### The problem
Please reproduce, word for word, every line of the entries below from the line containing "target: blue sky" through the final line of the entries, both ends included.

### Records provided
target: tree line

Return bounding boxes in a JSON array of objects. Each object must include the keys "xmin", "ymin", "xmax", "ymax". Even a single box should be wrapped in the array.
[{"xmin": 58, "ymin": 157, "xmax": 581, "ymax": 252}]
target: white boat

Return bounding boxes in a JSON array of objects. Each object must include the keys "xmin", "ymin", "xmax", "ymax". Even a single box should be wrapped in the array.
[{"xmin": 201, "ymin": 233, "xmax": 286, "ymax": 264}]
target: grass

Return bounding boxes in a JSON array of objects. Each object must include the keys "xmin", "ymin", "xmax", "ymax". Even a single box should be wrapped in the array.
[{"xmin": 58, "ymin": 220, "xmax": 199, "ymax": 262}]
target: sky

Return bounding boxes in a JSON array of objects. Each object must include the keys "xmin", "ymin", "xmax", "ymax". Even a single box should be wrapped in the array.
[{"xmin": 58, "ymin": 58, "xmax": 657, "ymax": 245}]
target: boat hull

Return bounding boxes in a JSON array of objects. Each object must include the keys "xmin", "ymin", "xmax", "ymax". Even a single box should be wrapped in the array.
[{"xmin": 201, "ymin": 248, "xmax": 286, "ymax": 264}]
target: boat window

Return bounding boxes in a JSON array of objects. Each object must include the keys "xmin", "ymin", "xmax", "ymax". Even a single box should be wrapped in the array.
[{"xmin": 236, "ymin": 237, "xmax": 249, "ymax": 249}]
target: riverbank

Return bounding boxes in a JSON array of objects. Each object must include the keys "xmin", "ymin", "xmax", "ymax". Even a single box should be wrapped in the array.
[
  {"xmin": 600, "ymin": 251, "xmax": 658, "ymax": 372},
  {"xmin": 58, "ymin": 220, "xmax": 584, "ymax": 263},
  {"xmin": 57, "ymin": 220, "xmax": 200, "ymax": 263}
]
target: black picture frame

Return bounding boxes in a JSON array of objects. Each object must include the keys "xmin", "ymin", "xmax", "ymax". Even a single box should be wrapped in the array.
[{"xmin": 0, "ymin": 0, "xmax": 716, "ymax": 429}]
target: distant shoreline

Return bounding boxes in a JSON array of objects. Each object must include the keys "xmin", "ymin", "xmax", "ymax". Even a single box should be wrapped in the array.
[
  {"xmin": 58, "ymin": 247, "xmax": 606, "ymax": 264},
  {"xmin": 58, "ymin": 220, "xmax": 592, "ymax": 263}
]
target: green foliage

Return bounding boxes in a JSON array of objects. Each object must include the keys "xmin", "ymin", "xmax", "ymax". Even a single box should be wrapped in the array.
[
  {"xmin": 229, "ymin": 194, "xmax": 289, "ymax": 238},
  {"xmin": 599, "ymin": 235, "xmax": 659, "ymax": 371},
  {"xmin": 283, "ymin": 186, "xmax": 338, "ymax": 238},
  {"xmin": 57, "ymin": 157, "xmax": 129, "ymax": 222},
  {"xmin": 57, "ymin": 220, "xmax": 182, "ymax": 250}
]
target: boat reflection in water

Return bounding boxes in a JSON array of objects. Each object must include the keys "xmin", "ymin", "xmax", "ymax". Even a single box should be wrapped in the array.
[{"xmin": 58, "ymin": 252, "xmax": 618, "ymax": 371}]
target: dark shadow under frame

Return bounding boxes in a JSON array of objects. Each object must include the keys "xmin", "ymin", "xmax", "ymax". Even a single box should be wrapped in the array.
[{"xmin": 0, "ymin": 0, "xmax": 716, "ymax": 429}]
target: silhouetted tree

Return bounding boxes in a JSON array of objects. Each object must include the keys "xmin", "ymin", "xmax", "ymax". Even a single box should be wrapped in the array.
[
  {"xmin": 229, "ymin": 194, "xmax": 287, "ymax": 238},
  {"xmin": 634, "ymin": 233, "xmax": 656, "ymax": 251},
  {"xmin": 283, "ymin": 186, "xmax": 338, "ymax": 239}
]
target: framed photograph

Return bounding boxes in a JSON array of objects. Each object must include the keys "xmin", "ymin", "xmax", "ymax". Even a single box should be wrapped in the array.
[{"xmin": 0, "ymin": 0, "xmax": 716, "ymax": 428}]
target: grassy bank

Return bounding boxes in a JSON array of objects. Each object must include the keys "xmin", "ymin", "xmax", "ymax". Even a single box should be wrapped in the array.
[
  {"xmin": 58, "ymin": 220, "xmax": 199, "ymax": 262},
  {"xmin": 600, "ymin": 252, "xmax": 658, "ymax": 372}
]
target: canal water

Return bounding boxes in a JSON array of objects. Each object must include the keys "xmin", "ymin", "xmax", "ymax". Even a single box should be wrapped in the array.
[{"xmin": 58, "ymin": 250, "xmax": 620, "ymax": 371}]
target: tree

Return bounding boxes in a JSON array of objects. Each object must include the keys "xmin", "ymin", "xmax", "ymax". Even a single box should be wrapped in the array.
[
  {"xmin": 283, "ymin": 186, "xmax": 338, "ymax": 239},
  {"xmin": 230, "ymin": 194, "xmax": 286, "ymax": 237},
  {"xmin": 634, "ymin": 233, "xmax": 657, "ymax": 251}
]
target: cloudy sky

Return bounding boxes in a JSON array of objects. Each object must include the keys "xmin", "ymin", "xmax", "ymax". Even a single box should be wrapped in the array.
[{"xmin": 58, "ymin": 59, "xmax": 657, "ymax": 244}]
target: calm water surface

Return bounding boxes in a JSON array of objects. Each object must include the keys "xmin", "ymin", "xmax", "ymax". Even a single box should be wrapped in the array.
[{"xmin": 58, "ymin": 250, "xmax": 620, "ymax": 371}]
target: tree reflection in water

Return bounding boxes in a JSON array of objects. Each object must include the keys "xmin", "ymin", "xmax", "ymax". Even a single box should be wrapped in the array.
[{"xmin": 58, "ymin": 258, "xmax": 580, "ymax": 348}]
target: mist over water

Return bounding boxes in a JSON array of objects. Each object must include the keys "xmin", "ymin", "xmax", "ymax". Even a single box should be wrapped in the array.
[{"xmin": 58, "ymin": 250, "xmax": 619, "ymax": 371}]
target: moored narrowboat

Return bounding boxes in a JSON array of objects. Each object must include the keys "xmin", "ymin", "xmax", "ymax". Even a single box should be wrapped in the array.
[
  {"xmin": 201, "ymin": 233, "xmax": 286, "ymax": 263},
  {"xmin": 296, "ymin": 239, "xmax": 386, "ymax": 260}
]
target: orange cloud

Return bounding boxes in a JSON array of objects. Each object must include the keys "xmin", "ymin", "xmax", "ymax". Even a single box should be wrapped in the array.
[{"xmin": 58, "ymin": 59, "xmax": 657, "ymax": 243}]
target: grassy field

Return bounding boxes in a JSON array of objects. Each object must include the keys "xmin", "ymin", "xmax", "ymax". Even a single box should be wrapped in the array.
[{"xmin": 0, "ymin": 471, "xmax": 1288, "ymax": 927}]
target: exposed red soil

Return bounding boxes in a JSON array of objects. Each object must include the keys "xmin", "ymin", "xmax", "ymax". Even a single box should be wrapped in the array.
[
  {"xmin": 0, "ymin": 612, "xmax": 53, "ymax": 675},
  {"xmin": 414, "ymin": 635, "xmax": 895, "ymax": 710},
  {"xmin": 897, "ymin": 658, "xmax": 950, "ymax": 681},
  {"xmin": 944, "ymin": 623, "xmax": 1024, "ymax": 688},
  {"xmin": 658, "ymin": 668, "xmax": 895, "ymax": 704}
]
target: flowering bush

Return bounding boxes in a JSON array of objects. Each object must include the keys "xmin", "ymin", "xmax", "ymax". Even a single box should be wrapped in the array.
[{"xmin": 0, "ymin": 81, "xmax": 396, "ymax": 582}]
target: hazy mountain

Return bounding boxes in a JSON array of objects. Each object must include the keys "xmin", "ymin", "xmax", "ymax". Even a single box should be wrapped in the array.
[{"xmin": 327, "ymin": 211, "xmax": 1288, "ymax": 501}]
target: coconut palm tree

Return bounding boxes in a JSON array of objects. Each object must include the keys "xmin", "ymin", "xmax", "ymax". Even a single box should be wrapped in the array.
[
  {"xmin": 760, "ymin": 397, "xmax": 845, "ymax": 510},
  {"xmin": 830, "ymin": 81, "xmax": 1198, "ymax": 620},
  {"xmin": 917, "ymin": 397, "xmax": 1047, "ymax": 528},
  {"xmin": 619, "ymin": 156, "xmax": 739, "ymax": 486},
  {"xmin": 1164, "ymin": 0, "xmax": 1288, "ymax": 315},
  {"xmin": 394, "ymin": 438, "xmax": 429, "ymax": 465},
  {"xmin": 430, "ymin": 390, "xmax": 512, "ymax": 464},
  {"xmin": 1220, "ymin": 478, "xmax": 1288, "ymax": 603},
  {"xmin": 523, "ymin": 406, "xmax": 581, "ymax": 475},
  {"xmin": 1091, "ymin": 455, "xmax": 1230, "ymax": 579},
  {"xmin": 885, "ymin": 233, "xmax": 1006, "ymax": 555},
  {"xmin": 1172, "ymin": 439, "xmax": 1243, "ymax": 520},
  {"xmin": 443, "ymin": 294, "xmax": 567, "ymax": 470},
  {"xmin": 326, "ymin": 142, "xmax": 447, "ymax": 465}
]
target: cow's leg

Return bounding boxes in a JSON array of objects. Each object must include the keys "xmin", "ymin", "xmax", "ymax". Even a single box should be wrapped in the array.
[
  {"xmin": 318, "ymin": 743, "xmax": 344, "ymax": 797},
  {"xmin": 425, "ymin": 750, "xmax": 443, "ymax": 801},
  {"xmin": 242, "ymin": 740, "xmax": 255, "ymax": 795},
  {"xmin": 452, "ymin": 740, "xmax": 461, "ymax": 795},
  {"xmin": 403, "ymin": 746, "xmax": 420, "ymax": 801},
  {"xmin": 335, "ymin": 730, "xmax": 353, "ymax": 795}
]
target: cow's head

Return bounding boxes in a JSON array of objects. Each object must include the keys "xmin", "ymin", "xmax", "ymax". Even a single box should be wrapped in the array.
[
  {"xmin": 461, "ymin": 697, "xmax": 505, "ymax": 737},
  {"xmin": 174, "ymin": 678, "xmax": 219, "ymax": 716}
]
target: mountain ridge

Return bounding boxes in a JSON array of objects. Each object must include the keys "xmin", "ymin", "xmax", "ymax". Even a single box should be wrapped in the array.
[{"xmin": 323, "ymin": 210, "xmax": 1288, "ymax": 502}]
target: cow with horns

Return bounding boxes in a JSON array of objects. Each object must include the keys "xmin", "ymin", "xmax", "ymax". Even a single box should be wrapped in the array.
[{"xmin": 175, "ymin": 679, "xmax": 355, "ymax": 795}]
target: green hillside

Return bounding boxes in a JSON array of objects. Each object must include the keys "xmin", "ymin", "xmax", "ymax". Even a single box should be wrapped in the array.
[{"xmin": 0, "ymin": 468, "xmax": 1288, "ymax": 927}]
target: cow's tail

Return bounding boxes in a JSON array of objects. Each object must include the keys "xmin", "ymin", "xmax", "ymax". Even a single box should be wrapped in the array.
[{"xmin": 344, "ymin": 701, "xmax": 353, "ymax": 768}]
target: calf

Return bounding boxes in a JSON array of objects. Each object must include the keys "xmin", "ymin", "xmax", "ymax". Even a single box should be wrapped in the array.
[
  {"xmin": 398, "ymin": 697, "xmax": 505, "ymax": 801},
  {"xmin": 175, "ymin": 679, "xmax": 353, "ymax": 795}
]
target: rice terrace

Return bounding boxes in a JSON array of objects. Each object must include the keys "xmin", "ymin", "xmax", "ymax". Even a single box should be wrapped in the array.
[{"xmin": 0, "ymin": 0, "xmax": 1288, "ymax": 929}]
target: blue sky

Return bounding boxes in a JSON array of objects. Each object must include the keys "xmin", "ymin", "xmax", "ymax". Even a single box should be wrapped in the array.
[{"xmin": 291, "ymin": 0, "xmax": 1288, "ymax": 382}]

### Solution to the exercise
target: blue sky

Return bounding boxes in a JSON array of objects. Each object must include the keys "xmin", "ymin", "xmax", "ymax". Even a single box should be wrapped in the array.
[{"xmin": 291, "ymin": 0, "xmax": 1288, "ymax": 382}]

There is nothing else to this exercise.